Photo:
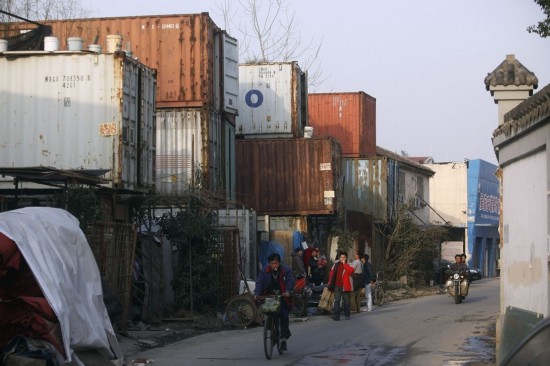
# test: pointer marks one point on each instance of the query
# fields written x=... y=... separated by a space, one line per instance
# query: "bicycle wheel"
x=268 y=336
x=240 y=312
x=276 y=337
x=379 y=296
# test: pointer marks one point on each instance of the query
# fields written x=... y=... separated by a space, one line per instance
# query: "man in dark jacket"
x=298 y=268
x=277 y=279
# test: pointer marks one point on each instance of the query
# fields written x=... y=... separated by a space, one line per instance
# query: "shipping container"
x=366 y=186
x=195 y=60
x=245 y=221
x=348 y=117
x=79 y=111
x=289 y=176
x=194 y=145
x=273 y=100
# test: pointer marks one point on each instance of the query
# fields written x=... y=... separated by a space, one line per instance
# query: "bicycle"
x=241 y=311
x=270 y=308
x=378 y=289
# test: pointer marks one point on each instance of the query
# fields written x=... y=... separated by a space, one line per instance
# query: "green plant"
x=346 y=239
x=196 y=278
x=411 y=248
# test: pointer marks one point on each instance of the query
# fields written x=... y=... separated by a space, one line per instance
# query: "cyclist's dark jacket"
x=265 y=283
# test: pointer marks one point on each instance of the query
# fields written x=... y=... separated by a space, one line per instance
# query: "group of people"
x=347 y=280
x=279 y=279
x=308 y=263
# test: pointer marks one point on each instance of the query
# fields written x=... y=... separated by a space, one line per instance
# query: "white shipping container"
x=79 y=111
x=245 y=220
x=189 y=147
x=272 y=100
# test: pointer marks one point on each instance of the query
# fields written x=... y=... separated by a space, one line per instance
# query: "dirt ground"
x=140 y=336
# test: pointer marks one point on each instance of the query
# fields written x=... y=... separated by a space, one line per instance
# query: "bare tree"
x=269 y=31
x=411 y=248
x=42 y=9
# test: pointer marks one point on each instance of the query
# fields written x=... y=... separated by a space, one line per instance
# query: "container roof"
x=54 y=177
x=511 y=72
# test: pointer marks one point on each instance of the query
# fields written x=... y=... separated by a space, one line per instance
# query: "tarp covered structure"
x=57 y=253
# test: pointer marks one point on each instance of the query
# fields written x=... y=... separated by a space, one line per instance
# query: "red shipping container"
x=186 y=49
x=350 y=118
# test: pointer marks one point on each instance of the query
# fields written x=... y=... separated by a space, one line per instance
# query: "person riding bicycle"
x=277 y=279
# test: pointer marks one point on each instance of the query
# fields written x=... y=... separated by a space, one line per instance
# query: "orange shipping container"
x=348 y=117
x=289 y=176
x=189 y=52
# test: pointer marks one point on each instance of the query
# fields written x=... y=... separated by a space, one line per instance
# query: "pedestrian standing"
x=340 y=283
x=277 y=279
x=298 y=269
x=368 y=278
x=357 y=282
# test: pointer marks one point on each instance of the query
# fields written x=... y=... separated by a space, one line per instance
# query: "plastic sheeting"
x=60 y=258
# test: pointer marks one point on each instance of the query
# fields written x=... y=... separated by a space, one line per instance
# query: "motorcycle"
x=457 y=285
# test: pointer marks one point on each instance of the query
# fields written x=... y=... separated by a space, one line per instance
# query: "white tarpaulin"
x=60 y=258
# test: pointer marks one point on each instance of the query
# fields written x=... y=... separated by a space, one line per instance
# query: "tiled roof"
x=421 y=159
x=530 y=112
x=511 y=72
x=380 y=151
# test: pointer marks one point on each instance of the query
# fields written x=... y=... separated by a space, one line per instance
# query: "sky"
x=424 y=61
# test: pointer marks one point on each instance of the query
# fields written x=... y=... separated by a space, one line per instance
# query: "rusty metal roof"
x=511 y=72
x=54 y=177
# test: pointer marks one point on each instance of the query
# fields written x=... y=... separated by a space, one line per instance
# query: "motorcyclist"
x=277 y=279
x=459 y=265
x=462 y=269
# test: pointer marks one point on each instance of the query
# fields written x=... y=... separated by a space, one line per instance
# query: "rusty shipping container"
x=79 y=111
x=197 y=62
x=273 y=100
x=289 y=176
x=366 y=186
x=193 y=141
x=348 y=117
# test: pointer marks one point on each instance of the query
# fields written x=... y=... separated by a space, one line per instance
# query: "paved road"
x=430 y=330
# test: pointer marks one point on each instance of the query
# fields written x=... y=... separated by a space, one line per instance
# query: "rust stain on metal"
x=348 y=117
x=284 y=176
x=178 y=46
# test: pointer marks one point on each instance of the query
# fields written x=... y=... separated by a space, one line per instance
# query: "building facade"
x=464 y=196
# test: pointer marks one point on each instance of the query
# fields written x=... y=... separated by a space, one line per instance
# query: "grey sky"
x=424 y=61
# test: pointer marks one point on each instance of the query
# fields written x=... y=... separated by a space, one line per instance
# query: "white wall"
x=448 y=193
x=524 y=271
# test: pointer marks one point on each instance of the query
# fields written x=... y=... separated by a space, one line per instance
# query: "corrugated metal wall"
x=348 y=117
x=181 y=47
x=189 y=141
x=366 y=186
x=289 y=176
x=88 y=112
x=271 y=102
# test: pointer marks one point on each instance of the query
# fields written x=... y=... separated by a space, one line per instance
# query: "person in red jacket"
x=340 y=283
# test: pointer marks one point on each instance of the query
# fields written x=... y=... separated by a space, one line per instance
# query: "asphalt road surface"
x=430 y=330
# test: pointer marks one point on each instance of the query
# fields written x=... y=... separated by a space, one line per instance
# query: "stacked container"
x=82 y=111
x=348 y=117
x=197 y=100
x=289 y=176
x=273 y=101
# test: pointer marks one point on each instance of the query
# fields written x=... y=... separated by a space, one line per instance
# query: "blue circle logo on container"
x=254 y=98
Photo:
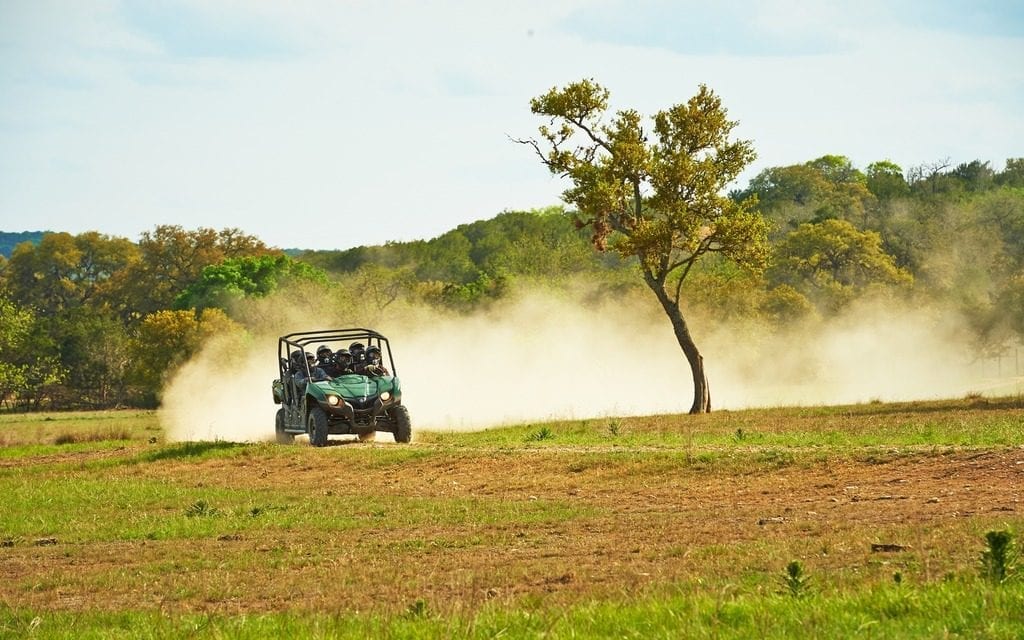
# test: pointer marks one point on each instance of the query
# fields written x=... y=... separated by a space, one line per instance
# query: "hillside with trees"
x=94 y=321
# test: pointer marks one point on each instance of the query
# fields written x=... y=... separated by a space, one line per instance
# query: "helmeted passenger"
x=343 y=363
x=375 y=366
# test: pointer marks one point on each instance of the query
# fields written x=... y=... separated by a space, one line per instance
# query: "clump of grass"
x=544 y=433
x=201 y=509
x=417 y=609
x=795 y=580
x=998 y=560
x=93 y=436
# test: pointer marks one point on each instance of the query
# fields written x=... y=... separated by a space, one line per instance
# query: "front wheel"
x=279 y=427
x=402 y=424
x=316 y=426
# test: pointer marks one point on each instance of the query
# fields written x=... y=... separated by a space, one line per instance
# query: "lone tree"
x=662 y=201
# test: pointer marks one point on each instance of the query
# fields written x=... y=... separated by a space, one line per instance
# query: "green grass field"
x=845 y=521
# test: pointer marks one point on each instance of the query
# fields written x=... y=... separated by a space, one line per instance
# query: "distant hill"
x=9 y=240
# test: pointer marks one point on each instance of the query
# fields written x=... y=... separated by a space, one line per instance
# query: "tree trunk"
x=701 y=392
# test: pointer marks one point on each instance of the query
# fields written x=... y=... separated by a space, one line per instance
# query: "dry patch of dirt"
x=631 y=526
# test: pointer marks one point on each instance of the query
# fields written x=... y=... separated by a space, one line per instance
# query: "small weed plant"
x=544 y=433
x=796 y=580
x=998 y=560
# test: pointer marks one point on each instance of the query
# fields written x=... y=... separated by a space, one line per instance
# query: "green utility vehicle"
x=352 y=388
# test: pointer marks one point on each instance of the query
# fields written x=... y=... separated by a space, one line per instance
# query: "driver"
x=374 y=365
x=325 y=359
x=315 y=373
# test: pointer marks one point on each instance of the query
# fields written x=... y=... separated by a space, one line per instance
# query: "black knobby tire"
x=316 y=426
x=279 y=427
x=402 y=424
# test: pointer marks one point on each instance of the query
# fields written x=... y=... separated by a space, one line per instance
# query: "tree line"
x=93 y=321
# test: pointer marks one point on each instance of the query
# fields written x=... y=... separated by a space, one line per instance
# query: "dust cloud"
x=544 y=356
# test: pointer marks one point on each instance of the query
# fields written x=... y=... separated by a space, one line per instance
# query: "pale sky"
x=332 y=124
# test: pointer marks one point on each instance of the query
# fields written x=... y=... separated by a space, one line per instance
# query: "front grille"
x=361 y=403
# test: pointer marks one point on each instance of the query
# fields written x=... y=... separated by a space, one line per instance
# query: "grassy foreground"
x=866 y=520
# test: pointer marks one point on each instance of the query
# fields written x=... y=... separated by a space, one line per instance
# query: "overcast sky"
x=332 y=124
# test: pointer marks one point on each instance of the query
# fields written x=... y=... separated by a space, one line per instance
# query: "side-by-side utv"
x=339 y=381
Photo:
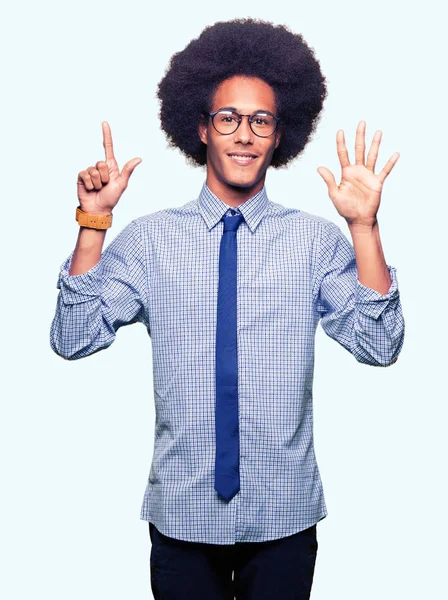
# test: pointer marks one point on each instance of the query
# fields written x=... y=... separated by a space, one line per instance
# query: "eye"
x=226 y=117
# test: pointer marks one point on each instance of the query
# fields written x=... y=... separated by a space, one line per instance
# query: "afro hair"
x=252 y=48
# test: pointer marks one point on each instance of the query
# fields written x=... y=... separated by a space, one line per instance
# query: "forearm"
x=370 y=262
x=87 y=250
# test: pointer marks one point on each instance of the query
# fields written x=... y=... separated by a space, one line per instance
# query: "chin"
x=242 y=182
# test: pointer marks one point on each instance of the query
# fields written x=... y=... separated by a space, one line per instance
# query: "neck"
x=233 y=195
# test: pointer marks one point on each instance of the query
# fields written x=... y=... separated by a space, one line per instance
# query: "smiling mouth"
x=242 y=159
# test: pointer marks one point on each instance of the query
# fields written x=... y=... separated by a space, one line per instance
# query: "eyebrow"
x=253 y=112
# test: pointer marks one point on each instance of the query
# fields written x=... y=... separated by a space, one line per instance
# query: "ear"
x=203 y=129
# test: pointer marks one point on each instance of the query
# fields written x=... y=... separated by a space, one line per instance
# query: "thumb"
x=128 y=169
x=328 y=177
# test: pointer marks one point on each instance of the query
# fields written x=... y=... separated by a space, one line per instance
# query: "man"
x=231 y=287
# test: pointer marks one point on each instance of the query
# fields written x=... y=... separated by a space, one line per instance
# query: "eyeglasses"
x=262 y=123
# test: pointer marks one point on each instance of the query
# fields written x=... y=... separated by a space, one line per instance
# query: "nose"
x=244 y=133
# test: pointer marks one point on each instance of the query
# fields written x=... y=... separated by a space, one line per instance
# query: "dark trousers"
x=280 y=569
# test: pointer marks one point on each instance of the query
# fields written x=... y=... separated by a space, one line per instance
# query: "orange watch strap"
x=93 y=221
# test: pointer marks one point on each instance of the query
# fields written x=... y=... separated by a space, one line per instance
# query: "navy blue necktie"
x=227 y=472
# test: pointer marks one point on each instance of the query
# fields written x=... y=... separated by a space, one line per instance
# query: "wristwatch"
x=93 y=221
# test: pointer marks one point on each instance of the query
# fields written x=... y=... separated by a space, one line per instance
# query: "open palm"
x=357 y=197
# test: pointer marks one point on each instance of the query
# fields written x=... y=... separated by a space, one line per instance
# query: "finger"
x=95 y=177
x=107 y=141
x=103 y=170
x=373 y=152
x=388 y=166
x=129 y=168
x=84 y=179
x=328 y=177
x=360 y=144
x=342 y=149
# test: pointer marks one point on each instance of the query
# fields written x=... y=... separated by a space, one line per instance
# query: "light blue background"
x=76 y=438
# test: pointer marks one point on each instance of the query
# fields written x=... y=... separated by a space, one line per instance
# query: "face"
x=229 y=177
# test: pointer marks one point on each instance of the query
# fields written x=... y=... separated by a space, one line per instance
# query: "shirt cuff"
x=79 y=288
x=370 y=301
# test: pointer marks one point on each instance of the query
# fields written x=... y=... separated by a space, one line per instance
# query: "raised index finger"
x=107 y=141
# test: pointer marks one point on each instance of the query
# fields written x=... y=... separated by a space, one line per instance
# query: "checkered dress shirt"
x=295 y=269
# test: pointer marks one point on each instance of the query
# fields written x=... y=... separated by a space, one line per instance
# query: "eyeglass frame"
x=240 y=118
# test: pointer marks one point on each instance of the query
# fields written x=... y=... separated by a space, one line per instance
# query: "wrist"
x=93 y=220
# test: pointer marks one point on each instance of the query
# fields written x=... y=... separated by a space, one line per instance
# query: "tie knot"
x=231 y=223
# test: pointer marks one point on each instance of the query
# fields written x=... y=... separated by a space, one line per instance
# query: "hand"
x=100 y=187
x=357 y=197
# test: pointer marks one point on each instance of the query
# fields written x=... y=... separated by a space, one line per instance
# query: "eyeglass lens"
x=226 y=121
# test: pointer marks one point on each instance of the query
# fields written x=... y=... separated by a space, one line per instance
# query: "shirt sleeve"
x=92 y=306
x=368 y=324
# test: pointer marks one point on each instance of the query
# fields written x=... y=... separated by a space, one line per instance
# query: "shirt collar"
x=213 y=209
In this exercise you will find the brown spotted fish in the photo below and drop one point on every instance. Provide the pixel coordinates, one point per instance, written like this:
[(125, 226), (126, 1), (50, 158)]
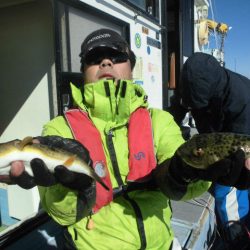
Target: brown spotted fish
[(24, 150), (203, 150)]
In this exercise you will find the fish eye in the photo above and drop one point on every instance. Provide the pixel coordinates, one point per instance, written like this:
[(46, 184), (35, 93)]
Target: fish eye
[(198, 152)]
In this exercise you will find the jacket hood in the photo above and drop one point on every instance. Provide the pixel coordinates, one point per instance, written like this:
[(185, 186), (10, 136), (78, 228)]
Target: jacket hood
[(108, 101), (202, 78)]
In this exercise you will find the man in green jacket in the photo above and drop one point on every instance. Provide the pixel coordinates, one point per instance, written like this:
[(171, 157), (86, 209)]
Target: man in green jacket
[(130, 146)]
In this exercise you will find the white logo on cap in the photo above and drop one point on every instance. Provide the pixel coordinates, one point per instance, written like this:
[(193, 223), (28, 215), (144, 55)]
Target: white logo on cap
[(106, 35)]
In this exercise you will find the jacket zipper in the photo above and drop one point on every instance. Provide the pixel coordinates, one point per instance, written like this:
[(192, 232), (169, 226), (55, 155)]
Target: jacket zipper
[(139, 218)]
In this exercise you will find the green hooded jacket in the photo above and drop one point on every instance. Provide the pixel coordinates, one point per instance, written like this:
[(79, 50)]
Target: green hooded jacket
[(115, 226)]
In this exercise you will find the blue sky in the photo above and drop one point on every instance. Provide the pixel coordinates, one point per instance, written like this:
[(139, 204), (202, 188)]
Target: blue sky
[(236, 14)]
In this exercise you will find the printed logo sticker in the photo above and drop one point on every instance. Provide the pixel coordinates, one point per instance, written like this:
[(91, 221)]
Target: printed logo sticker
[(137, 40)]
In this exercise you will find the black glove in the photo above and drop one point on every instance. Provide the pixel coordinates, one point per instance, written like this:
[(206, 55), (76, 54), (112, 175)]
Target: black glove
[(230, 171), (42, 175)]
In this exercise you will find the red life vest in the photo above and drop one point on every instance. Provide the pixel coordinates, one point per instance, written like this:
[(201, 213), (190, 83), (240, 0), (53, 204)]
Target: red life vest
[(141, 148)]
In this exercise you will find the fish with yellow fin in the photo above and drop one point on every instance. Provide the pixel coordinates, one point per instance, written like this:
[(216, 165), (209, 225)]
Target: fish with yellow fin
[(25, 150)]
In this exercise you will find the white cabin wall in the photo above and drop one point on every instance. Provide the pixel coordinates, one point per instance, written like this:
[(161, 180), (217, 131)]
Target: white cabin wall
[(148, 70), (27, 69)]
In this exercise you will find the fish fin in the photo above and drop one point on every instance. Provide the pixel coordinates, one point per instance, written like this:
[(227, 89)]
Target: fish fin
[(27, 140), (69, 161), (99, 180)]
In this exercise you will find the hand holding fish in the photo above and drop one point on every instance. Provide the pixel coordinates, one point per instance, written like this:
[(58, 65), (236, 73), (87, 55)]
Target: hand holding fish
[(218, 157), (54, 159)]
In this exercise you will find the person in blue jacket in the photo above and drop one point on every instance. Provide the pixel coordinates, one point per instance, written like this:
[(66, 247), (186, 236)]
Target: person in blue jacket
[(219, 100)]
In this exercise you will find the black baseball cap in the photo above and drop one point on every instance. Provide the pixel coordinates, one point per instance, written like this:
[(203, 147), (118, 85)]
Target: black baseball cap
[(106, 38)]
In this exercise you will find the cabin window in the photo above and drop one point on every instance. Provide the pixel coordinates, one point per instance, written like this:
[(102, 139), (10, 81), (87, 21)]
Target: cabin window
[(151, 7)]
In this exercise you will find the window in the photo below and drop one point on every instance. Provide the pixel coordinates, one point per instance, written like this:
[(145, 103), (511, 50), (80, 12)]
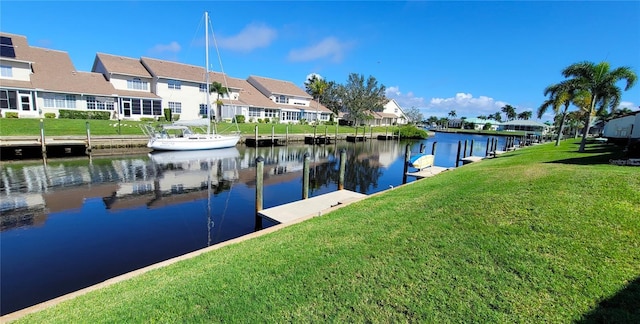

● GIVEN INSTRUCTION: Give the lines of the items above as a numbered list, starting at the very first line and ending at the line that contains "x=379 y=296", with blank lines skipped. Leave the pictures out of your answer.

● RESULT BELOW:
1. Photo:
2. # test: pointer marks one point on each instance of the query
3. # fields written x=... y=... separated by a space, one line per instance
4. # query: "bicycle wheel"
5. x=268 y=336
6. x=240 y=312
7. x=276 y=337
8. x=379 y=296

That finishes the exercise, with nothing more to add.